> _What is required_: Please rewrite the rows below, replacing each "reply" with "response" and keeping everything else unchanged. Leave the pictures out.

> _Supplied records_:
──────────────────────────────

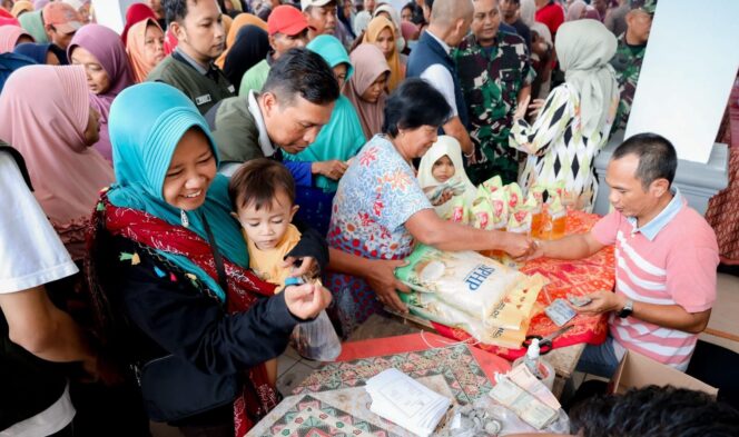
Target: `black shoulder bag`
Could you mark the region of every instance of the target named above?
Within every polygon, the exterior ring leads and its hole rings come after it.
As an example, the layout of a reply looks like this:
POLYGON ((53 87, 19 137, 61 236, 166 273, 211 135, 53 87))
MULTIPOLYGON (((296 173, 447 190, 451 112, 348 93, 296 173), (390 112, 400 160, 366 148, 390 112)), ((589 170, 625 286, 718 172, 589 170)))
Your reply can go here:
MULTIPOLYGON (((210 226, 200 216, 218 271, 218 284, 228 292, 224 260, 218 252, 210 226)), ((191 362, 174 356, 156 358, 141 368, 141 394, 149 418, 178 421, 234 401, 239 393, 238 375, 209 375, 191 362)))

──────────────────────────────

> _Answer to this exercise_:
Target: `black shoulder bag`
Could you mark the region of every instance of the target named above?
Within every polygon, the exterior ring leads and its hole rings come after it.
As an example, the layout of a response looks like this:
POLYGON ((53 87, 19 137, 61 236, 166 273, 211 135, 53 87))
MULTIPOLYGON (((296 173, 447 190, 451 112, 348 93, 296 173), (390 112, 400 160, 366 148, 390 112)), ((589 170, 625 286, 718 172, 589 170)))
Your response can go here:
MULTIPOLYGON (((210 226, 200 216, 218 271, 218 284, 228 292, 224 260, 218 252, 210 226)), ((191 362, 174 356, 156 358, 141 368, 141 394, 149 418, 178 421, 234 401, 239 393, 238 375, 209 375, 191 362)))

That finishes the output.